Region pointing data
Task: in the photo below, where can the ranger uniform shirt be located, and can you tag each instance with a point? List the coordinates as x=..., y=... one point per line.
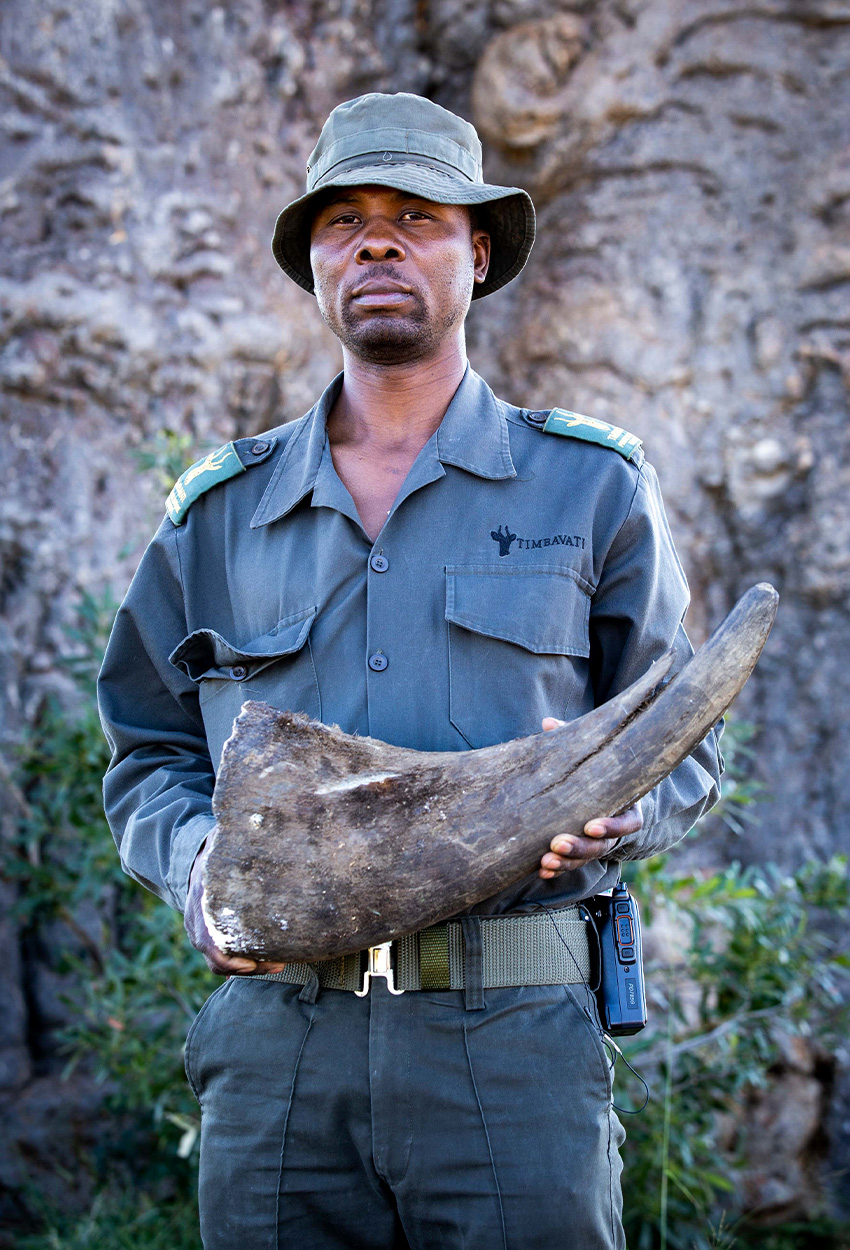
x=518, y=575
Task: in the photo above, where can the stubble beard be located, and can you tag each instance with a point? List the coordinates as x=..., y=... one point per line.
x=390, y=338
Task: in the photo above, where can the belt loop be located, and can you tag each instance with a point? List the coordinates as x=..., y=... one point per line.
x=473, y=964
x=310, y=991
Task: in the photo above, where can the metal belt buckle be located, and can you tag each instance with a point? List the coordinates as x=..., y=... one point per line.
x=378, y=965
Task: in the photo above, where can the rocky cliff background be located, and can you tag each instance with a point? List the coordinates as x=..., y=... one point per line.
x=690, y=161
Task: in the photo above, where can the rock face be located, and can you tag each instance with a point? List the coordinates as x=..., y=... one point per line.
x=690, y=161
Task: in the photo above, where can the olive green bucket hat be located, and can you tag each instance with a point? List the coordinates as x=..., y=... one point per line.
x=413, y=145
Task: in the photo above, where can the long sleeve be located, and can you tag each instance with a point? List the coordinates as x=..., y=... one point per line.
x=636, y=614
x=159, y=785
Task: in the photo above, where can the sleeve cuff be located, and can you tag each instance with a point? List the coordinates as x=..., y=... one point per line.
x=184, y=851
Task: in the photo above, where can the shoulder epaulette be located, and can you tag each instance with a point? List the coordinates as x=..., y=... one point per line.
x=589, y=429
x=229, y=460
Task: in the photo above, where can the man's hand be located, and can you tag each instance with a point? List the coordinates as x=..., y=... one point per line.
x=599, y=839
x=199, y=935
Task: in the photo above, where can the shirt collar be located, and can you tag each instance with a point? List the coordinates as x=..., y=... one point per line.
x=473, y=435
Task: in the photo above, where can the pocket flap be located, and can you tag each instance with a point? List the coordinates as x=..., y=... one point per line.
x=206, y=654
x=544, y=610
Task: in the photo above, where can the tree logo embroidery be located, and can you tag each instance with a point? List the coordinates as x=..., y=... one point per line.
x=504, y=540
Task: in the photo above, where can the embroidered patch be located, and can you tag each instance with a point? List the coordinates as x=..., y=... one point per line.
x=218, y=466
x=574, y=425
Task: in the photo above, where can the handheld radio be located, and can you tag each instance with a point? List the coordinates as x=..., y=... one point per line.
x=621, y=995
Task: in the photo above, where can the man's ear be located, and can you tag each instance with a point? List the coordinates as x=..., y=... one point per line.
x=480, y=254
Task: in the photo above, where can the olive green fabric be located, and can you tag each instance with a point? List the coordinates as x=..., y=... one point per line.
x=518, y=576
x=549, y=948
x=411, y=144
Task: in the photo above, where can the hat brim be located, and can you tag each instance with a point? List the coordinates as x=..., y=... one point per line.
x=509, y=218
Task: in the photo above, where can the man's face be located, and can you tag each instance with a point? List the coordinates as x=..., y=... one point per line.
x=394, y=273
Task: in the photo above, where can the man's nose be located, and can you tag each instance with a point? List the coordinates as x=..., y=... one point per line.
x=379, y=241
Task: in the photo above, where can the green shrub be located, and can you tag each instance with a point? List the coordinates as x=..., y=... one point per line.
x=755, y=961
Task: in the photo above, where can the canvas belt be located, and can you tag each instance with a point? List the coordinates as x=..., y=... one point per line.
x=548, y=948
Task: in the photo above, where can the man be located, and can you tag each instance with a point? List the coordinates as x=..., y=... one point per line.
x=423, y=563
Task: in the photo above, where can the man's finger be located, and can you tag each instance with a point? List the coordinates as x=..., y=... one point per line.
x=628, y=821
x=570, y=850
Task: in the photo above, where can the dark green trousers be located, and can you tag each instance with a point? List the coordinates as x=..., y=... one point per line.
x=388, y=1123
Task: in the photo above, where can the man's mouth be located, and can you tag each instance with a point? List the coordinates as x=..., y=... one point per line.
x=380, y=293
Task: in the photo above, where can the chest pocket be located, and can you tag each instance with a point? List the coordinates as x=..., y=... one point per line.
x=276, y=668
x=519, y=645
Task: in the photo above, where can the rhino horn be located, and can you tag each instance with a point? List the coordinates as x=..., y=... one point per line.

...

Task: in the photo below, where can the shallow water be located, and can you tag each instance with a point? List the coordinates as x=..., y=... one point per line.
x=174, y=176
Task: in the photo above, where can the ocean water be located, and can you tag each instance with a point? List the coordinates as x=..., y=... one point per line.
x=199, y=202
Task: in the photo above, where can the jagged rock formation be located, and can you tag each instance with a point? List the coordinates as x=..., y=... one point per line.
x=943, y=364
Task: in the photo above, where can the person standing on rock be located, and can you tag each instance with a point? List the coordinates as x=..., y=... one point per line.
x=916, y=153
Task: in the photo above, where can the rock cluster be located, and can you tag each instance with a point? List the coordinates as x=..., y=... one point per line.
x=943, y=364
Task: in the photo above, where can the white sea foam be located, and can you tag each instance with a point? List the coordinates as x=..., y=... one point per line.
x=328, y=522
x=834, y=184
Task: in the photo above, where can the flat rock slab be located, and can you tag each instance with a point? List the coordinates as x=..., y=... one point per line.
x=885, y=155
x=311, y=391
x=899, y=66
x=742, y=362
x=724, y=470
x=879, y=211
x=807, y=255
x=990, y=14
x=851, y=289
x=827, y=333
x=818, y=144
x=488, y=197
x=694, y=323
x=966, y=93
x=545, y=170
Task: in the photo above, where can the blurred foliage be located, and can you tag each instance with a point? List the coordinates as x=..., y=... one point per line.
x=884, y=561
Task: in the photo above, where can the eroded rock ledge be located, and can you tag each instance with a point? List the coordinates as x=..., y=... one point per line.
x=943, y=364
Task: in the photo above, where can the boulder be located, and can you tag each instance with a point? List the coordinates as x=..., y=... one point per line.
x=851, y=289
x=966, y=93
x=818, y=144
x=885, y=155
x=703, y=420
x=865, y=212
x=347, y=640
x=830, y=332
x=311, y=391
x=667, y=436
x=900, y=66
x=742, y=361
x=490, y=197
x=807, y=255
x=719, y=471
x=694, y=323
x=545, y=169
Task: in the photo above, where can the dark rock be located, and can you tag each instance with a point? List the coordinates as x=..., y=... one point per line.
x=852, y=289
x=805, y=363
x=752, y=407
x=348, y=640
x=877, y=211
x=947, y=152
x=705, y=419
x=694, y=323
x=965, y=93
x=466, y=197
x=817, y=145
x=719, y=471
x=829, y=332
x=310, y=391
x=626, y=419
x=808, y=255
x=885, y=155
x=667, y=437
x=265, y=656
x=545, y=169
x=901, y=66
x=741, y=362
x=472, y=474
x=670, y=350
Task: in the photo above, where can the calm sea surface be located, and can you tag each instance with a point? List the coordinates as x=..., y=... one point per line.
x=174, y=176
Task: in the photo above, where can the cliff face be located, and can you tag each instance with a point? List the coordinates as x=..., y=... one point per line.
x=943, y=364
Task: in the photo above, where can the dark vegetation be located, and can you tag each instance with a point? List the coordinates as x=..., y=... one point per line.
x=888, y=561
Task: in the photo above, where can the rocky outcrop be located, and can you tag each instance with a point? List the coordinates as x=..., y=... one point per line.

== What is being asked ==
The required output is the stretch of entries above from the line containing "Task: in the photo above, where can the man's nose" through the line containing "Task: in the photo above, where can the rhino", reproduced exactly.

== Completed exercise ==
Task: in the photo above, where can the man's nose be located, and can you tag each instance with a point? List the coordinates as x=..., y=... one point per line.
x=379, y=241
Task: in the photo above, where can the green shrub be located, and can you tag each instance with a point? List the coordinates as x=..., y=... one point per line.
x=755, y=961
Task: in the photo above, where can the canvas belt be located, and can you tag each instance with a point? List the coordinates as x=..., y=... one point per line.
x=548, y=948
Task: in the photo above, where can the man be located, and can you tag each instance with a point? List the coordinates as x=..., y=... one point per line.
x=423, y=563
Task: in the photo above, where can the man's finger be located, and can you tag each instance with a point? List the coordinates as x=..., y=... one point per line.
x=628, y=821
x=570, y=850
Task: in the photo above, where can the dark green trousers be located, and can you tag each instance with a point? List the coordinates as x=..., y=... one point per line.
x=388, y=1123
Task: in the photo above, where can the man's mouth be located, and can you tag each instance with a point? List the coordinates as x=..., y=... one point per line.
x=380, y=293
Task: in the photo above, where can the chest pocket be located, and can you tag each instance with a point? List the coordinates as x=..., y=... one point per line.
x=276, y=668
x=519, y=645
Task: in the photo above, where can the rhino horn be located, and can you tag each instance with a point? List the coordinates as x=..., y=... one point per line.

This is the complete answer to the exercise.